## Selected text
···
Muotri and his colleagues used a sample of the Zika virus isolated from a clinical case in northeast Brazil to infect two different types of pregnant female mice at the 10- to 13-day mark, or the period of time that corresponds to when most of the women case studies in Brazil have been infected with Zika. What they found was that immediately after birth, some of the pups had experienced intrauterine growth restriction (the poor growth of a fetus while in the mother’s womb) and showed signs of microcephaly, like structural deformations in the cerebral cortex.

Not all of the mice exhibited these abnormalities, but the teams states that their evidence is sufficient to conclude that the Brazilian Zika strain causes microcephaly. Muotri also stated that a person would not have to contract an additional virus, such as dengue, to induce microcephaly or other birth defects in her newborn. Muotri’s team’s study is likely to be the catalyst for further investigations into how the virus has evolved to affect humans—as well as how vaccines can be developed to combat the disease.
···
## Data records
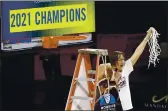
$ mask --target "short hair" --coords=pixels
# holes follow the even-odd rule
[[[111,65],[114,66],[116,62],[118,61],[120,56],[124,56],[124,53],[121,51],[114,51],[111,56],[109,56]]]

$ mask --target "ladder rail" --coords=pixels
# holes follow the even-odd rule
[[[75,71],[74,71],[73,79],[71,82],[71,87],[70,87],[65,110],[71,110],[73,100],[75,100],[75,99],[89,100],[91,110],[94,110],[95,102],[96,102],[95,99],[96,99],[98,74],[99,74],[99,60],[100,60],[101,56],[108,55],[108,51],[105,49],[79,49],[78,53],[79,53],[79,55],[78,55],[78,59],[76,62]],[[96,57],[96,70],[92,70],[90,54],[97,55],[97,57]],[[86,79],[78,77],[82,59],[84,60]],[[93,79],[93,77],[90,77],[90,75],[94,75],[94,79]],[[74,95],[75,91],[76,91],[76,87],[77,87],[76,86],[77,84],[75,84],[75,83],[79,82],[79,81],[86,81],[87,82],[88,95],[85,95],[87,97]],[[86,86],[85,86],[85,88],[86,88]]]

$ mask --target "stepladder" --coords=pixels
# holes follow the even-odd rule
[[[96,68],[93,70],[90,55],[96,55]],[[99,60],[107,56],[106,49],[79,49],[71,87],[65,110],[94,110],[96,85],[98,82]]]

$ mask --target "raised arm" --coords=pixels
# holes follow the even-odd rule
[[[137,62],[137,60],[141,56],[142,52],[144,51],[145,46],[146,46],[148,40],[150,39],[151,35],[152,35],[152,28],[150,28],[147,31],[147,35],[145,36],[143,41],[139,44],[139,46],[136,48],[135,52],[131,56],[130,60],[131,60],[133,66],[135,65],[135,63]]]

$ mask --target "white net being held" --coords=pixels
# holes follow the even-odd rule
[[[158,56],[161,53],[161,48],[158,44],[158,38],[159,38],[159,33],[152,28],[152,35],[150,39],[148,40],[148,45],[149,45],[149,63],[148,63],[148,68],[150,67],[151,64],[156,66],[156,62],[159,63]]]

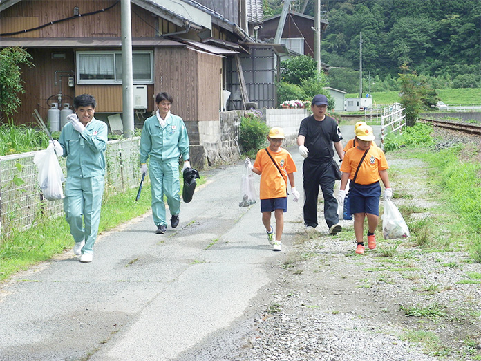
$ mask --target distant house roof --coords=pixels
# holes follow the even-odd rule
[[[305,14],[302,14],[301,12],[297,12],[296,11],[289,11],[289,14],[293,16],[296,16],[296,17],[303,17],[306,20],[310,20],[312,21],[314,21],[314,17],[311,17],[310,15],[306,15]],[[269,17],[267,19],[264,19],[264,22],[270,21],[271,20],[274,20],[275,19],[277,19],[281,17],[281,14],[277,14],[276,15],[274,15],[273,17]],[[323,29],[326,28],[326,27],[328,26],[328,21],[326,20],[325,19],[321,19],[321,26]]]
[[[247,21],[262,23],[264,21],[264,11],[262,0],[247,0]]]
[[[337,93],[342,93],[343,94],[347,94],[347,93],[345,91],[340,91],[339,89],[336,89],[335,88],[331,88],[330,86],[326,86],[324,89],[328,89],[328,90],[330,90],[332,91],[337,91]]]
[[[161,37],[133,38],[133,46],[185,46],[185,44]],[[24,48],[90,48],[120,47],[122,39],[120,37],[2,37],[0,39],[0,48],[21,46]]]

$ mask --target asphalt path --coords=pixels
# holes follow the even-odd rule
[[[100,235],[91,263],[68,250],[0,285],[0,360],[171,360],[245,320],[302,228],[303,201],[290,198],[274,252],[258,199],[239,207],[244,173],[243,162],[201,172],[207,183],[164,234],[147,213]]]

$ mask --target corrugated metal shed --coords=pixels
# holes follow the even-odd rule
[[[262,23],[264,21],[264,11],[262,0],[246,0],[247,7],[247,21]]]

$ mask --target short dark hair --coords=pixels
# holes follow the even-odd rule
[[[163,100],[169,100],[171,104],[173,103],[173,98],[172,98],[172,95],[170,94],[162,91],[162,93],[159,93],[157,94],[155,96],[155,104],[159,104],[160,102],[162,102]]]
[[[78,109],[79,107],[88,107],[89,105],[91,105],[94,109],[97,106],[95,98],[89,94],[82,94],[73,98],[73,107],[75,109]]]

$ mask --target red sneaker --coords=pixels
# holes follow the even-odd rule
[[[364,246],[361,244],[357,244],[357,248],[356,248],[356,253],[358,254],[364,254]]]
[[[376,248],[376,236],[368,236],[368,247],[370,250],[374,250]]]

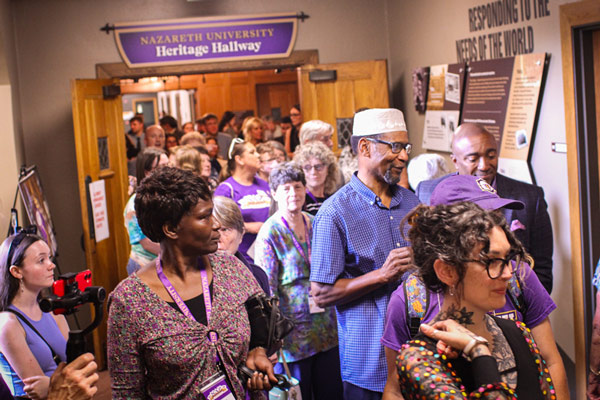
···
## Work instructions
#1 Answer these questions about the Zika study passage:
(a) Where was the Zika virus sample used to infect the mice isolated from?
(b) At what mark of pregnancy were the female mice infected?
(c) What additional virus did Muotri say a person would not have to contract to induce microcephaly?
#2 Write the next part of the Zika study passage, picking up after its final sentence.
The data come from a separate source.

## Results by task
#1
(a) From a clinical case in northeast Brazil.
(b) At the 10- to 13-day mark.
(c) Dengue.

#2
The team also infected human progenitor cells with the virus, showing that the Brazilian strain leads to an increase in cell death. Combined, these analyses suggest that this particular Zika strain causes microcephaly by targeting cortical progenitor cells, prompting cell death, and thereby impeding the brain’s maturation.

Still, the researchers will need to comb through some of the experimental details—like the amount of the virus injected into the mice, the suitability of this animal model’s placenta as a comparison to the human placenta, and the timing of the dosage.